In a land where most magazines have the lifespan of a fruit fly, how is it possible for one magazine to survive — and thrive — for 75 years? Janet Hutchings has a theory: “The great power that Frederic Dannay gave this magazine was its variety and its reach.”
Hutchings was referring to Ellery Queen’s Mystery Magazine and she was invoking the name of its founding editor, Frederic Dannay, who, along with his cousin Manfred B. Lee, collaborated to produce the short stories and novels of the pseudonymous mystery writer Ellery Queen, selling somewhere in the neighborhood of 100 million books. Hutchings is now the magazine’s editor, and she offered her theory about its longevity at a symposium that launched a delightful new show, “Ellery Queen’s Mystery Magazine 75th Anniversary Exhibition,” which is now at the Butler Library at Columbia University in New York.
The exhibition is a little gold mine for mystery fans in particular and book lovers in general. There are typed manuscript pages by Patricia Highsmith, P.D. James, Isaac Asimov, and others. Sitting there behind glass, they have the look of Scripture. There are letters, photographs, and book and magazine covers, including the inaugural issue of EQMM from the fall of 1941, which featured stories by Dashiell Hammett, Cornell Woolrich, and, of course, Ellery Queen. The cover illustration of the 75th anniversary issue is by venerable Milton Glaser, whose very first published illustration was a cover for EQMM in 1954. Among its many delights, the anniversary issue features a new story by Joyce Carol Oates, a frequent contributor, and a classic from 1948 by Stanley Ellin, “The Specialty of the House.”

**Tasks for this exercise**
• 1. Please copy word for word the section of the Ellery Queen's Mystery Magazine article that opens with the words containing "Hutchings was referring" and closes with "in New York.".
• 2. Continue the Ellery Queen's Mystery Magazine article past its final sentence.

**Source material**
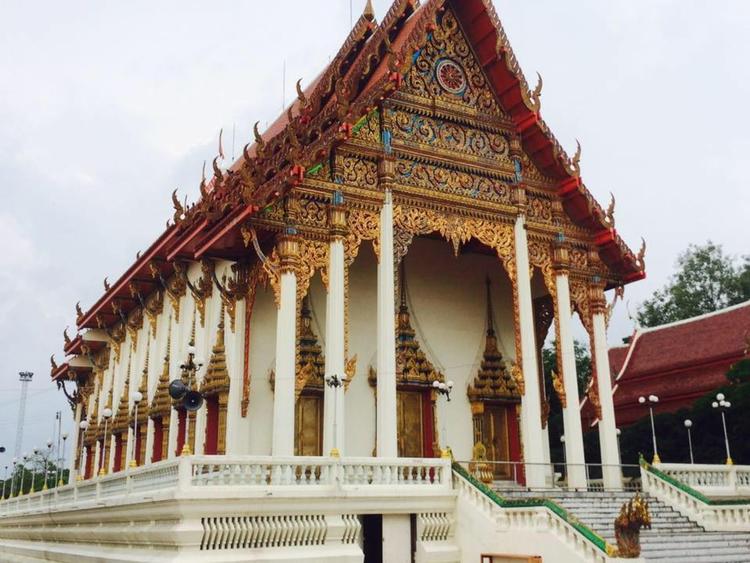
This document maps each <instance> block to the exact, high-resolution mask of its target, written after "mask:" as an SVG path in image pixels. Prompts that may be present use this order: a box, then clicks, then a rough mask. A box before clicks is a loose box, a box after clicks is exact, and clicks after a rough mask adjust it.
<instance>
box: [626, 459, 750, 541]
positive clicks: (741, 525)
mask: <svg viewBox="0 0 750 563" xmlns="http://www.w3.org/2000/svg"><path fill="white" fill-rule="evenodd" d="M640 466H641V482H642V484H643V490H644V491H645V492H647V493H648V494H650V495H652V496H654V497H655V498H657V499H659V500H660V501H662V502H665V503H666V504H668V505H669V506H671V507H672V508H674V509H675V510H677V511H678V512H680V513H681V514H682V515H683V516H686V517H687V518H689V519H691V520H693V521H695V522H697V523H698V524H700V525H701V526H703V527H704V528H706V529H707V530H711V531H747V530H748V529H749V528H750V499H722V500H716V499H711V498H709V497H707V496H706V495H704V494H703V493H701V492H699V491H697V490H695V489H694V488H693V487H691V486H690V485H688V484H686V483H683V482H682V481H679V480H678V479H676V478H675V477H673V476H671V475H668V474H667V473H665V472H663V471H661V470H660V469H658V468H656V467H654V466H653V465H651V464H650V463H648V462H647V461H646V460H645V459H644V458H643V457H641V459H640Z"/></svg>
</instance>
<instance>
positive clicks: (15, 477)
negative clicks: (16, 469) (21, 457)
mask: <svg viewBox="0 0 750 563" xmlns="http://www.w3.org/2000/svg"><path fill="white" fill-rule="evenodd" d="M17 464H18V458H17V457H14V458H13V473H12V474H11V477H10V494H9V495H8V497H12V496H13V486H14V485H15V484H16V465H17Z"/></svg>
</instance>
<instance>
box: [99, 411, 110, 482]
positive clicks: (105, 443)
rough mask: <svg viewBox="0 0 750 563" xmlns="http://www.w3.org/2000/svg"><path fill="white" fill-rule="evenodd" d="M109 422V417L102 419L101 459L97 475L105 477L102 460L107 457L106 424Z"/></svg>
mask: <svg viewBox="0 0 750 563" xmlns="http://www.w3.org/2000/svg"><path fill="white" fill-rule="evenodd" d="M108 422H109V417H104V438H102V459H101V463H99V475H106V474H107V473H106V471H105V469H104V463H105V462H104V460H105V458H106V457H107V423H108Z"/></svg>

**Your written answers**
• 1.
Hutchings was referring to Ellery Queen’s Mystery Magazine and she was invoking the name of its founding editor, Frederic Dannay, who, along with his cousin Manfred B. Lee, collaborated to produce the short stories and novels of the pseudonymous mystery writer Ellery Queen, selling somewhere in the neighborhood of 100 million books. Hutchings is now the magazine’s editor, and she offered her theory about its longevity at a symposium that launched a delightful new show, “Ellery Queen’s Mystery Magazine 75th Anniversary Exhibition,” which is now at the Butler Library at Columbia University in New York.

• 2.
Dannay made no secret during his lifetime that he and his collaborating cousin had their disagreements — “We fight like hell,” was how he put it — and this show offers an amusing glimpse into their creative differences. As a rule, Dannay cooked up the plots, Lee did the storytelling, then Dannay did the editing. When Lee complained about Dannay’s heavy use of the blue pencil, a letter in the exhibition at Columbia reveals Dannay’s indignant reaction: “Do you know that I am considered one of the most perceptive and astute detective-story editors in the business? By everyone but you.” In another letter, Dannay added, “Manny, you are emotionally, physically and mentally incapable of taking criticism.”
For all the friction, the magazine was a smooth-running machine from day one. The inaugural issue sold more than 90,000 copies, and it contained a note from Dannay that expanded on Janet Hutchings’s “variety and reach” recipe for its success: “We propose to give you stories by big-name writers, by lesser known writers, and by unknown writers. But no matter what their source, they will be superior stories.”
True to Dannay’s word, the magazine has published the work of more than 40 Nobel- and Pulitzer Prize-winning authors, countless mid-listers, and more than 800 writers who broke into print in the magazine’s Department of First Stories. The Passport to Crime series has showcased the work of international writers. Jorge Luis Borges was first published in English in the pages of the magazine.
“One of the things about EQMM is that it made a major change in publishing,” Hutchings told me. “The only criterion for inclusion in the magazine was quality. Dannay was determined that the magazine be general — with hard-boiled stories, classic English mysteries, noirs, suspense, cozy mysteries, the work of literary writers. That really hadn’t been done before, and it had the effect of mainstreaming the mystery. Now academics are starting to write articles about this.”
Indeed, EQMM can be seen as a pioneering force in what is now a fact of life in American fiction — the blending of supposedly “high” and “low” literary forms, the blurring of genre boundaries, the growing sense among writers and readers that the old strictures and snobberies hampered free and fruitful cross-pollination. Now, writers of every stripe gleefully plunder one or more genres, stitching together scraps or horror, pulp, crime, fantasy, ghost stories, mysteries, westerns.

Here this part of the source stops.